Goals
1/ From the post on sharing children's photos online, print the passage starting with "Facebook View As" and going on through "timeline and photos.".
2/ In the post on sharing children's photos online, which Facebook feature is used to check what the general public can see of the timeline and photos?

I see lots of photos of kids online. Some of them posted to a closed group, some of them blasted across the internet. Mostly they are posted by proud parents wanting to share the little moments their kids make them happy. Or cry. Or cringe. Or just plain proud. It even has a name: ‘sharenting’.

But should you be posting these photos? There are plenty of articles about sharing your kids photos online – I’ll link to a few in the bottom of this post. Most of them contain dire warnings which would force you to quit the internet altogether, take your family and run away to a desert island. I think a healthy dose of common sense mixed with a bit of precaution will serve most of us fine. Scrubbing the internet clean is pretty hard, so getting this sorted early on will make your life easier.

Facebook View As

I don’t post photos of my kids for public viewing. I post a few with my Facebook friends, but that is a pretty small, closed group. I also check my Facebook privacy settings regularly – easiest thing to do is to use the ‘View As’ feature to see what the general public can see of my timeline and photos.

I know my kids won’t thank me when they are embarrassed by some photo floating around the internet that could be used in years to come in school bullying, or dug up by the media if they should ever fall into the spotlight for some reason. Even though they are just little nippers now, in a few short years they will be leading their own lives and won’t be thankful of parents oversharing with strangers. Don’t add to the teenage angst.

[Source data]
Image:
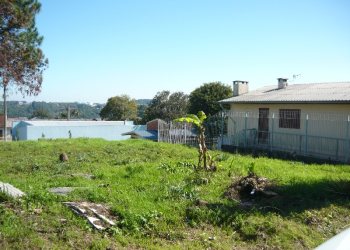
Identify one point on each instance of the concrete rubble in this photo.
(61, 190)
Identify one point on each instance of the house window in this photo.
(289, 118)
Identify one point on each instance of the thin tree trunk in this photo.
(5, 114)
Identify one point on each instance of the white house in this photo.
(52, 129)
(308, 119)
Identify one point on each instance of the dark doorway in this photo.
(263, 129)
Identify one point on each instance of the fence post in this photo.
(245, 130)
(347, 156)
(272, 129)
(222, 129)
(306, 132)
(158, 132)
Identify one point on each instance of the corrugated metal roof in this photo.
(48, 123)
(297, 93)
(147, 134)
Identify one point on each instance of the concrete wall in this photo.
(24, 131)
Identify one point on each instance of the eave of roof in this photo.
(298, 93)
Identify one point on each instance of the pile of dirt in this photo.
(250, 187)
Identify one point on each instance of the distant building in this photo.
(303, 119)
(8, 126)
(53, 129)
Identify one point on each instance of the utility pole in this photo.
(68, 113)
(5, 114)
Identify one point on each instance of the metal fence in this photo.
(321, 135)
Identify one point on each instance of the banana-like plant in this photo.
(203, 154)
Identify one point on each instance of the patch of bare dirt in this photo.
(249, 187)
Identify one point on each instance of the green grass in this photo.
(153, 190)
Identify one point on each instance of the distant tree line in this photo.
(166, 105)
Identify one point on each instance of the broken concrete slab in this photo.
(97, 214)
(10, 190)
(86, 176)
(61, 190)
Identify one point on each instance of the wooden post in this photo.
(272, 130)
(245, 130)
(306, 132)
(5, 113)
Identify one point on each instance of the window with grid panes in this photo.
(289, 118)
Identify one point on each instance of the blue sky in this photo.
(99, 49)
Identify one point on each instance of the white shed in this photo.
(53, 129)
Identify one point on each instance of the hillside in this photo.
(159, 201)
(53, 110)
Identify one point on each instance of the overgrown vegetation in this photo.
(161, 202)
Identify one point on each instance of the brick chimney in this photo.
(240, 87)
(282, 83)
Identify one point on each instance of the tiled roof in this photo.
(147, 134)
(297, 93)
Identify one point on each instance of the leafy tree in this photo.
(21, 60)
(119, 108)
(166, 106)
(69, 113)
(206, 97)
(203, 154)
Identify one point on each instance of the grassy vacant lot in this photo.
(153, 190)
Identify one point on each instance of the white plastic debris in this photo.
(10, 190)
(96, 214)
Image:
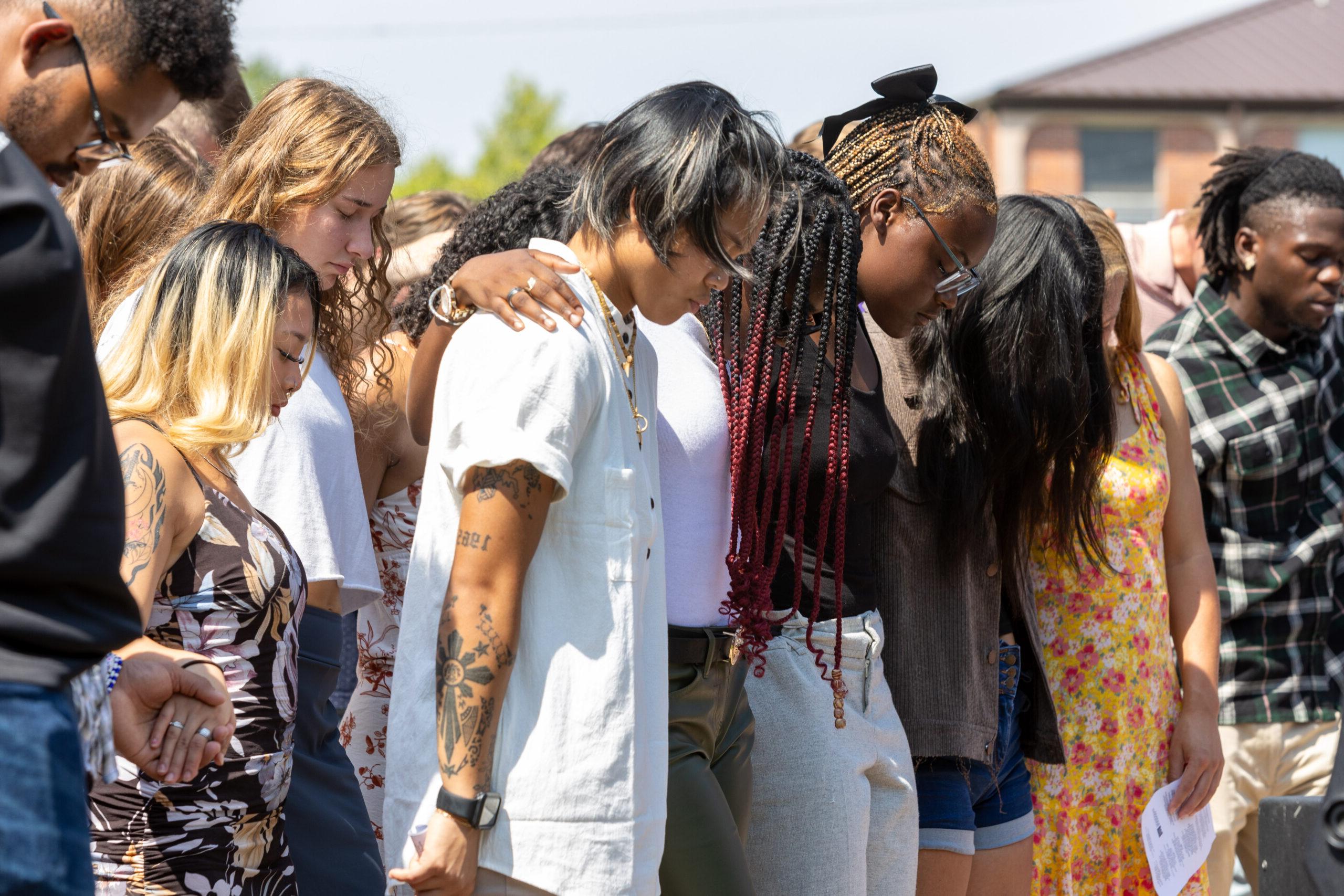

Task solutions
1/
Facebook View As

I don’t post photos of my kids for public viewing. I post a few with my Facebook friends, but that is a pretty small, closed group. I also check my Facebook privacy settings regularly – easiest thing to do is to use the ‘View As’ feature to see what the general public can see of my timeline and photos.

2/ The "View As" feature.